(Text excerpt begins)
Every salon, spa or clinic owner would agree that one of the most important things for a successful business is having a great team. Whether it consists of two or 20 people doesn’t matter, finding qualified staff – and more importantly – people with a great work ethic and positive attitude is no small feed.
So once you’ve done the impossible and curated a team that works like a well-oiled machine (congratulations!), you may feel tempted to shift your focus onto other things, thinking your team’s doing well as is, but it’s all downhill from there.
As a manager, having a constant two-way conversation with your team is crucial for the development of a business. Remember, you hired them for a reason. You thought they were the right fit for your salon/spa/clinic, so naturally, you need to be open to their feedback and ideas.
Even if everything seems to be going well, that doesn’t mean things can’t change quickly. Have an open-door policy for you staff, or even better, schedule a specific time every week for feedback meetings.
Chances are your staff know better than you what works and what doesn’t as they’re the ones facing patients, performing treatments, or administrating. If they come to you with ideas, it’s a sign they care about their job, the brand, and everything it stands for. If they want to improve it, it’s not a critique of the way things are done at the moment, it’s motivation personified.
According to leadership expert Steve Keating, “sometimes we ‘lead’ by letting the people we lead teach us. Sometimes we lead by simply listening to our people. We always lead by demonstrating that we value the people we lead.”
(Text excerpt ends)
(Data extract begins)
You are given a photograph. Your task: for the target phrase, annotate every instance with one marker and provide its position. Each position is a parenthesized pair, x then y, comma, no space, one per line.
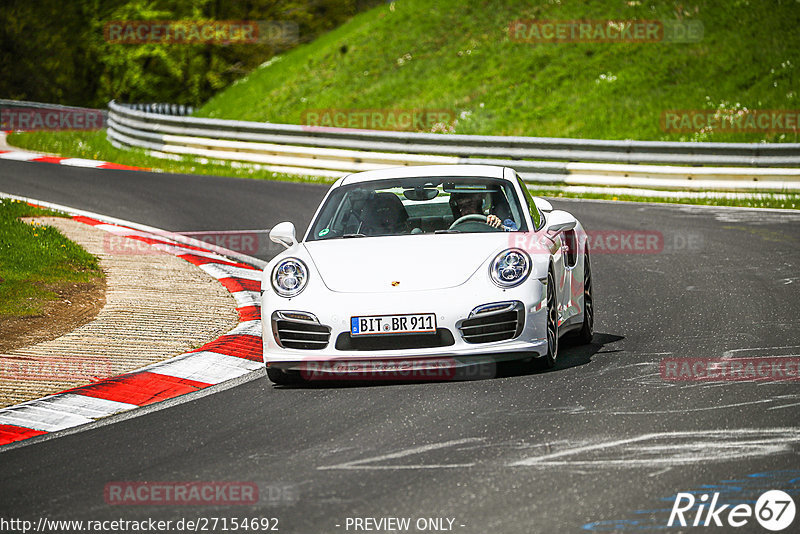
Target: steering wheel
(470,217)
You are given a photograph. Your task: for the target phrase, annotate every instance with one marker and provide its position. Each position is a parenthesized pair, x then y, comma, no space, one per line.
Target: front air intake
(494,322)
(299,330)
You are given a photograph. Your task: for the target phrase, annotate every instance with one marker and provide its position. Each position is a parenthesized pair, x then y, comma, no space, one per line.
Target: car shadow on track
(570,355)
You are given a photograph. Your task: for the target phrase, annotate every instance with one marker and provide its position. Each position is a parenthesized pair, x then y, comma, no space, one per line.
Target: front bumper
(451,306)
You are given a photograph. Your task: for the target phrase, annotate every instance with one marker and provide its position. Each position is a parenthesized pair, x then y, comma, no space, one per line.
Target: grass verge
(36,261)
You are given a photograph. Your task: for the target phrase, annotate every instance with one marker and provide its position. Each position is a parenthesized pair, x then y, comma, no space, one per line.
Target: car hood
(402,263)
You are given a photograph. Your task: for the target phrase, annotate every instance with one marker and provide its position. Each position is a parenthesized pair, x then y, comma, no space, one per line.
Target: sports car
(424,268)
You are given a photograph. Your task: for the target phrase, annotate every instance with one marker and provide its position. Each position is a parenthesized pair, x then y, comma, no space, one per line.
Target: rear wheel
(587,329)
(548,361)
(284,378)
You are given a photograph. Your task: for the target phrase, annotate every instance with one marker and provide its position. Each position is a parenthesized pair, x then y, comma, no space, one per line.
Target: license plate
(411,323)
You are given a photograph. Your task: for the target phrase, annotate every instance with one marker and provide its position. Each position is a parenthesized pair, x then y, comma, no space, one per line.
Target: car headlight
(289,277)
(510,268)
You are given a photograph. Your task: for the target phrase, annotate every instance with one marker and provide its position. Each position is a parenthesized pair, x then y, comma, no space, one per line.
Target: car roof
(488,171)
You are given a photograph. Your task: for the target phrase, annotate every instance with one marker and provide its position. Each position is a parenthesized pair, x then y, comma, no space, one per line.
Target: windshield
(420,205)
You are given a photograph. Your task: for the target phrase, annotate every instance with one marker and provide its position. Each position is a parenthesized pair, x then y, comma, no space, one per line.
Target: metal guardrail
(336,151)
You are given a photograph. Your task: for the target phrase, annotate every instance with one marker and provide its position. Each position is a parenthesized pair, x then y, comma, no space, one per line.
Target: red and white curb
(21,155)
(228,357)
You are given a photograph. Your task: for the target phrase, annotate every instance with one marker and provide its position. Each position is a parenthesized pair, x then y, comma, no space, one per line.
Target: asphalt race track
(602,442)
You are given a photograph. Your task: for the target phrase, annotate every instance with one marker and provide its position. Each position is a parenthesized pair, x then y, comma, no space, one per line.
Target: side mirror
(560,221)
(283,233)
(542,204)
(560,227)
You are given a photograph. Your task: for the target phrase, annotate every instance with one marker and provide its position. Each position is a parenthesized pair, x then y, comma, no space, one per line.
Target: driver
(472,203)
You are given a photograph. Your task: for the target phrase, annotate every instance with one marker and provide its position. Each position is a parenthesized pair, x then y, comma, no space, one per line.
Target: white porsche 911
(424,268)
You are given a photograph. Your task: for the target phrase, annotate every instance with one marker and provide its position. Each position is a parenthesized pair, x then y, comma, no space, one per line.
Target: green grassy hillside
(457,55)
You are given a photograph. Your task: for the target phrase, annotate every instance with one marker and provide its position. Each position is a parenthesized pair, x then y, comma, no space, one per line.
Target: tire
(587,329)
(284,378)
(548,361)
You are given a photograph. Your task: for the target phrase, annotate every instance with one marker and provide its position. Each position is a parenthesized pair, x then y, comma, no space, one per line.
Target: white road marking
(359,464)
(702,446)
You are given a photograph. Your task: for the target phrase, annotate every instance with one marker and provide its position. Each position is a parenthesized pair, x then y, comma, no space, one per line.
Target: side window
(536,215)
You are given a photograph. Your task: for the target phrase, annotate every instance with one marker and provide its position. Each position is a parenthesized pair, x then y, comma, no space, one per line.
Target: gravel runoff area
(157,306)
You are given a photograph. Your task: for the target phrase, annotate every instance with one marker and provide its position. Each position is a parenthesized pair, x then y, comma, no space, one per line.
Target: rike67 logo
(774,510)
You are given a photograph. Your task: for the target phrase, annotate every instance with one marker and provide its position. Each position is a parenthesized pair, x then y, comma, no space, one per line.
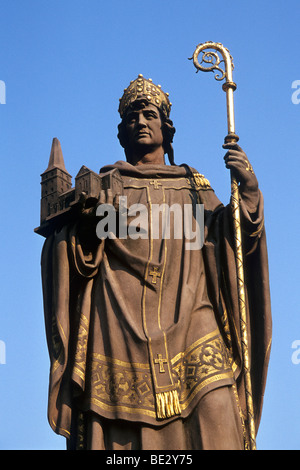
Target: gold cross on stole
(161,362)
(155,274)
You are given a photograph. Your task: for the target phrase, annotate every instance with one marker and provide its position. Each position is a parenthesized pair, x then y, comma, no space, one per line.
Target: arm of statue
(251,199)
(237,161)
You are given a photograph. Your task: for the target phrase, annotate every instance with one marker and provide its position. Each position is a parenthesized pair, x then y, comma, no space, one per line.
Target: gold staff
(213,60)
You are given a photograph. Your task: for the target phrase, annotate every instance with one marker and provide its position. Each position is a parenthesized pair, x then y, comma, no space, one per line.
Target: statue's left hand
(237,161)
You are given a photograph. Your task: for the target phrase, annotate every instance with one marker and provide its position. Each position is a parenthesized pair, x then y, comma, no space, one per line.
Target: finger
(233,146)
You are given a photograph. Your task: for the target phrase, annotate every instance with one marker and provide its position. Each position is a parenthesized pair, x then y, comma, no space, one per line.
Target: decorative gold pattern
(128,387)
(141,88)
(200,180)
(249,167)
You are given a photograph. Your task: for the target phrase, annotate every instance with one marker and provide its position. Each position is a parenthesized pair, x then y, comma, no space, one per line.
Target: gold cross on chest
(156,184)
(155,274)
(161,362)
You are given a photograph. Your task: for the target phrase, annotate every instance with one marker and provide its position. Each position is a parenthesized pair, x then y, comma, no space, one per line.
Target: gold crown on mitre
(141,88)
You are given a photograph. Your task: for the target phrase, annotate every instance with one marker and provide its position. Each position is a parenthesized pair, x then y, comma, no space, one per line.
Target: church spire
(56,159)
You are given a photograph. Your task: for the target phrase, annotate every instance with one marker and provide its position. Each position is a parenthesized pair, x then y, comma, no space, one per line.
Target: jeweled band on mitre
(143,88)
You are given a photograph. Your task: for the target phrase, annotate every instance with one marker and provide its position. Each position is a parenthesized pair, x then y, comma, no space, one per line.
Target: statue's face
(144,126)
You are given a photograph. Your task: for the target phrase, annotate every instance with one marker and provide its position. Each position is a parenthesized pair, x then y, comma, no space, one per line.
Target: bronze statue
(142,322)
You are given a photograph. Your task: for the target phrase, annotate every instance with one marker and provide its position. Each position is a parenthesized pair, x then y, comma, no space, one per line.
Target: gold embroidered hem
(124,390)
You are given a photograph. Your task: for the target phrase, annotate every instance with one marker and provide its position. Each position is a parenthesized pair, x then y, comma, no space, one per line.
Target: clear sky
(63,67)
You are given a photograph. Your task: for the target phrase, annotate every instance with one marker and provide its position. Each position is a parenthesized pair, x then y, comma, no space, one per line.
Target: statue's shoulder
(200,181)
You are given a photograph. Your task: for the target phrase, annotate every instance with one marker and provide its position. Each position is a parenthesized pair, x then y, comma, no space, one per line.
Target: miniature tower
(55,181)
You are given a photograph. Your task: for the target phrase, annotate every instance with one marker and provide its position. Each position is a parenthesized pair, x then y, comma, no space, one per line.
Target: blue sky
(65,64)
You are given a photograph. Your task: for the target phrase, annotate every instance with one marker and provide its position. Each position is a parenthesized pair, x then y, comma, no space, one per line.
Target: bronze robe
(143,333)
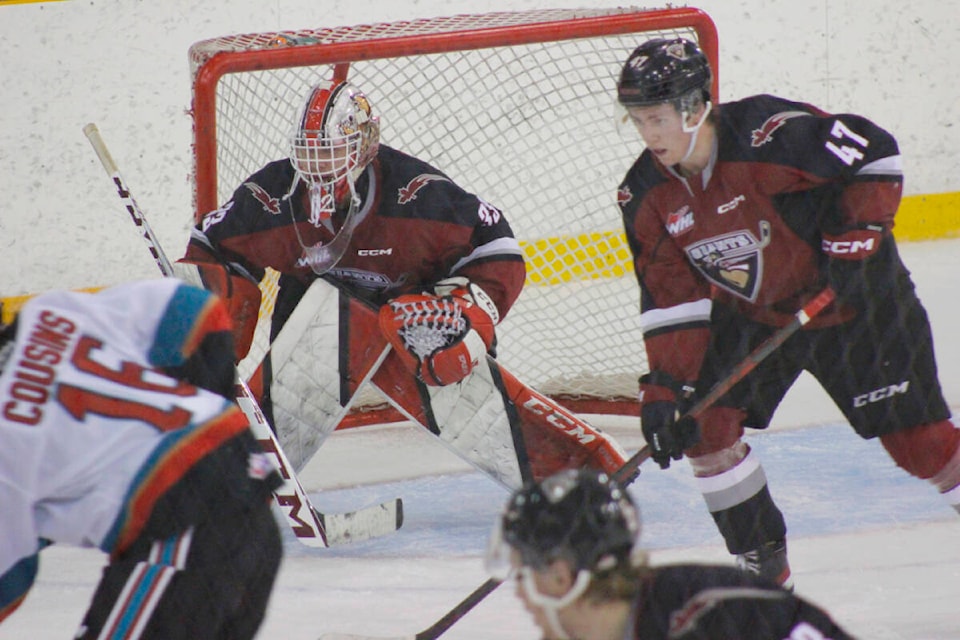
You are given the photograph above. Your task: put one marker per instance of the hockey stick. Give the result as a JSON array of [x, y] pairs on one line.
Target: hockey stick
[[314, 529], [626, 473]]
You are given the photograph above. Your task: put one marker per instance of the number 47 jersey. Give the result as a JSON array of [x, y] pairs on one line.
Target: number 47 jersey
[[92, 431], [753, 229]]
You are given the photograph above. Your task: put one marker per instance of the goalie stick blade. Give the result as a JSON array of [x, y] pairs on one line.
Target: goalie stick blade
[[370, 522]]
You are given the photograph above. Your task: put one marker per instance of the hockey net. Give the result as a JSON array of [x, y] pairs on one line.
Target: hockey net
[[516, 107]]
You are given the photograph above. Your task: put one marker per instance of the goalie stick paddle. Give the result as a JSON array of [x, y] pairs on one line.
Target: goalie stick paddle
[[310, 526], [628, 472]]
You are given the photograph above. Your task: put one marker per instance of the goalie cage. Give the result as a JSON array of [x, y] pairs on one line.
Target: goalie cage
[[517, 107]]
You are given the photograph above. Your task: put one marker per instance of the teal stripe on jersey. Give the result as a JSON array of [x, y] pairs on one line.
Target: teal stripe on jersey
[[176, 326]]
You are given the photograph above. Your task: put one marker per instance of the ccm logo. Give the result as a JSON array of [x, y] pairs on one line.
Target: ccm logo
[[556, 419], [849, 247], [880, 394]]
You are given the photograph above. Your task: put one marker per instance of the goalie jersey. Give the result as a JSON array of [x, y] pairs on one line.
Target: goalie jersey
[[416, 227], [98, 425]]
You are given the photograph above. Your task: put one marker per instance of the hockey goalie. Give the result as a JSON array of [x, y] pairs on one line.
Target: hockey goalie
[[381, 253]]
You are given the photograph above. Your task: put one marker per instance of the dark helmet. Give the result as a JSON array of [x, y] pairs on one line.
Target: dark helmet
[[663, 70], [581, 516]]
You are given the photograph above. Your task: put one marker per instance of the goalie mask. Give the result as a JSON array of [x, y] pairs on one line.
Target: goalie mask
[[336, 137]]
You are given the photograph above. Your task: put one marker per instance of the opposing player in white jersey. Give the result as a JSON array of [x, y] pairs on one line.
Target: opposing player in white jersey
[[119, 432]]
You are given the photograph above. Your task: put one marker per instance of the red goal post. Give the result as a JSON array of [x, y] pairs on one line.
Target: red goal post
[[517, 107]]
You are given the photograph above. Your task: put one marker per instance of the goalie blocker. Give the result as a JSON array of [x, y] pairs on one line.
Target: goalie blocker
[[489, 418]]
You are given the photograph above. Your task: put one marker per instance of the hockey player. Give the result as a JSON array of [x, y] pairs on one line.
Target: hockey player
[[439, 265], [572, 541], [737, 214], [367, 215], [119, 433]]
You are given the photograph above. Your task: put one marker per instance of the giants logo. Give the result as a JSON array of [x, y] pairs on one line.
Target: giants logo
[[733, 261], [270, 204], [409, 192], [763, 135], [680, 221]]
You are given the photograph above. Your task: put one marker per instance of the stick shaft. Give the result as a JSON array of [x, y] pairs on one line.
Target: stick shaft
[[626, 472]]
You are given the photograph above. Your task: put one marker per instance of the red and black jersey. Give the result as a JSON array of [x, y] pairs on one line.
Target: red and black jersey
[[416, 227], [749, 231], [692, 602]]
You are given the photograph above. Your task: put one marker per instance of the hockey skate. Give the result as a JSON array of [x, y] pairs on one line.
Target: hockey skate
[[769, 561]]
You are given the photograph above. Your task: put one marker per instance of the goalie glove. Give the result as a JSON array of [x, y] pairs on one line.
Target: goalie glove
[[441, 337]]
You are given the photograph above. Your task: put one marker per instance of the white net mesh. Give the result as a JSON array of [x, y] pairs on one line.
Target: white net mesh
[[526, 126]]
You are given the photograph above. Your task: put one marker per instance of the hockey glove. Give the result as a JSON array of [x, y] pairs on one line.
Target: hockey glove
[[862, 264], [668, 433], [440, 338]]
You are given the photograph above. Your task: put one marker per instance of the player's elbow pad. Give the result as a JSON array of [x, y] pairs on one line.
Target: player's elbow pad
[[240, 296], [861, 263]]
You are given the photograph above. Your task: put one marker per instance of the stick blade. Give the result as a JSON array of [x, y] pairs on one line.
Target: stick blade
[[334, 635], [363, 524]]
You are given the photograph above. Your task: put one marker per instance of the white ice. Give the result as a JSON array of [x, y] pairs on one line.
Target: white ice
[[875, 547]]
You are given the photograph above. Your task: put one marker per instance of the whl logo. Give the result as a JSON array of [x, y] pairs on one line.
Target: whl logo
[[680, 221]]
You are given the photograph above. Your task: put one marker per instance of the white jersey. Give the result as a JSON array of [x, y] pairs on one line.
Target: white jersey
[[91, 433]]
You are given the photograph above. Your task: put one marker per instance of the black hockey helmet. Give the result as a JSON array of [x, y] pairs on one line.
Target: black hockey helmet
[[663, 70], [581, 516]]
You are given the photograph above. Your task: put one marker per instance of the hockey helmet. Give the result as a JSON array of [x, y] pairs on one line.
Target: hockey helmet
[[336, 135], [581, 516], [664, 70]]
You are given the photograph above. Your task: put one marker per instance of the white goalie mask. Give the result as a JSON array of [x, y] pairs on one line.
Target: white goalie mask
[[335, 138]]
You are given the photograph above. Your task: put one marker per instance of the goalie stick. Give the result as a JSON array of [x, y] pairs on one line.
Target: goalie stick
[[313, 528], [628, 472]]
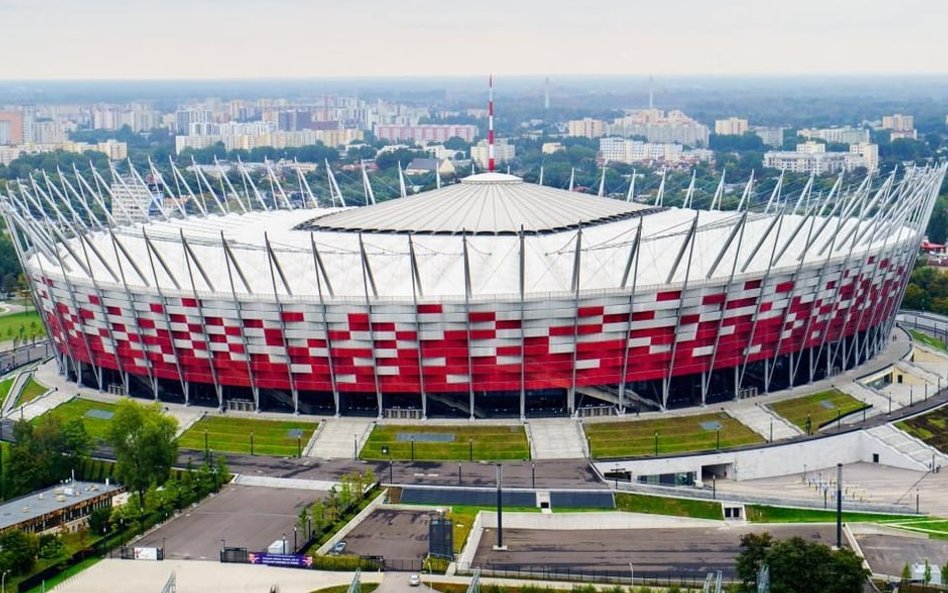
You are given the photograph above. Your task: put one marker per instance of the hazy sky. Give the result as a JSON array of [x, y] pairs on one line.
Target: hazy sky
[[120, 39]]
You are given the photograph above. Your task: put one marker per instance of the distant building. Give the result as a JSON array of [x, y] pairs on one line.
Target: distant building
[[812, 157], [64, 508], [770, 136], [656, 126], [622, 150], [586, 128], [552, 147], [425, 166], [425, 133], [732, 126], [504, 152], [897, 134], [11, 128], [898, 122], [845, 135], [133, 202]]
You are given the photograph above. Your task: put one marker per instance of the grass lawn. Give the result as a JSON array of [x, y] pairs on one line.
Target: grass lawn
[[931, 428], [767, 514], [447, 443], [5, 386], [821, 408], [927, 340], [232, 435], [32, 390], [661, 505], [363, 588], [27, 321], [676, 434], [92, 413]]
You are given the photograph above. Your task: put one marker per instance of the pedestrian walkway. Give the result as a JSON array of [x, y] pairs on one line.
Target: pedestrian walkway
[[292, 483], [869, 396], [926, 456], [341, 438], [556, 438], [763, 421]]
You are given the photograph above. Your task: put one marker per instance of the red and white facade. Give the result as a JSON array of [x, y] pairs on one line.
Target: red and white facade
[[489, 290]]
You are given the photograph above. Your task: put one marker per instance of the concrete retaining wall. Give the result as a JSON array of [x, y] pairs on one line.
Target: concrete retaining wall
[[776, 460]]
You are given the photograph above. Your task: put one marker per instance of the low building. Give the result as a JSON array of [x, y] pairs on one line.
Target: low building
[[60, 508], [812, 157], [426, 166], [504, 152], [732, 126], [586, 128], [772, 137], [552, 147]]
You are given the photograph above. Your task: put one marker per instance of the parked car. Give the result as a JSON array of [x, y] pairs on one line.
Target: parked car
[[339, 548]]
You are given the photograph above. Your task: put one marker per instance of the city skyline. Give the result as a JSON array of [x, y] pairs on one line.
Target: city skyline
[[210, 39]]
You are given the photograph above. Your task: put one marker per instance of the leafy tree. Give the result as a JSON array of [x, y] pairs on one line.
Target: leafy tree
[[143, 439], [18, 550], [799, 566]]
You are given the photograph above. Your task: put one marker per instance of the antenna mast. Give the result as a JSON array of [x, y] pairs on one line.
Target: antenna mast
[[490, 124]]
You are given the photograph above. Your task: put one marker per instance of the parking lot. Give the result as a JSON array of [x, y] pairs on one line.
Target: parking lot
[[887, 554], [394, 534], [655, 553], [241, 516]]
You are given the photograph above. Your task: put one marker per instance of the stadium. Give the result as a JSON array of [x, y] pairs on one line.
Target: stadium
[[492, 297]]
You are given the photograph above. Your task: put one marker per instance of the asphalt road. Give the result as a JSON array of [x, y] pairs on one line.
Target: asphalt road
[[242, 516], [392, 534], [654, 553], [887, 554], [576, 474]]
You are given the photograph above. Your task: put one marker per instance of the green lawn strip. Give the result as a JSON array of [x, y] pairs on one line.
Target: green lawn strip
[[676, 434], [69, 572], [31, 390], [232, 435], [79, 408], [27, 321], [797, 410], [489, 443], [768, 514], [661, 505], [928, 340], [931, 428], [363, 588], [5, 386]]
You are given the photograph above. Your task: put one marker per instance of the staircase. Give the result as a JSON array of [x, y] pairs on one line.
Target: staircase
[[909, 446], [760, 419], [557, 438], [341, 438]]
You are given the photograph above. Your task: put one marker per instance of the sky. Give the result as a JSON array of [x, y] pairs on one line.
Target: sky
[[204, 39]]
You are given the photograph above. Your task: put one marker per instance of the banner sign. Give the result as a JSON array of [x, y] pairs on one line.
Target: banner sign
[[145, 553], [292, 560]]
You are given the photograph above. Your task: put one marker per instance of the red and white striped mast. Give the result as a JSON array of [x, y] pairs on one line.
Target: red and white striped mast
[[490, 124]]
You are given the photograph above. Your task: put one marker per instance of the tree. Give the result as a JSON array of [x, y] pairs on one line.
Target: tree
[[143, 439], [799, 566], [18, 550]]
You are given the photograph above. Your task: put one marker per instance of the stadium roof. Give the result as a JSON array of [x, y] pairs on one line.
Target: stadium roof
[[483, 204]]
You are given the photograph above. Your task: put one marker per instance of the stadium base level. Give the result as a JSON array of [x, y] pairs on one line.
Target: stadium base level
[[641, 396]]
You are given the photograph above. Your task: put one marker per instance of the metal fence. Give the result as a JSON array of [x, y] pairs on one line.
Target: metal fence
(Data extract ends)
_What this exercise asks_.
a. Rewrite the paragraph of the salon team article that begins "Chances are your staff know better" in a shorter form, keeping its main facts.
b. Please quote the salon team article between "Even if everything" and "for feedback meetings.", inclusive.

_Expected results_.
a. Your staff probably know better than you what works and what doesn't, because they face patients, perform treatments, or handle administration. Ideas from them show they care about their job and the brand. Wanting to improve things isn't a critique of current practice but motivation personified.

b.
Even if everything seems to be going well, that doesn’t mean things can’t change quickly. Have an open-door policy for you staff, or even better, schedule a specific time every week for feedback meetings.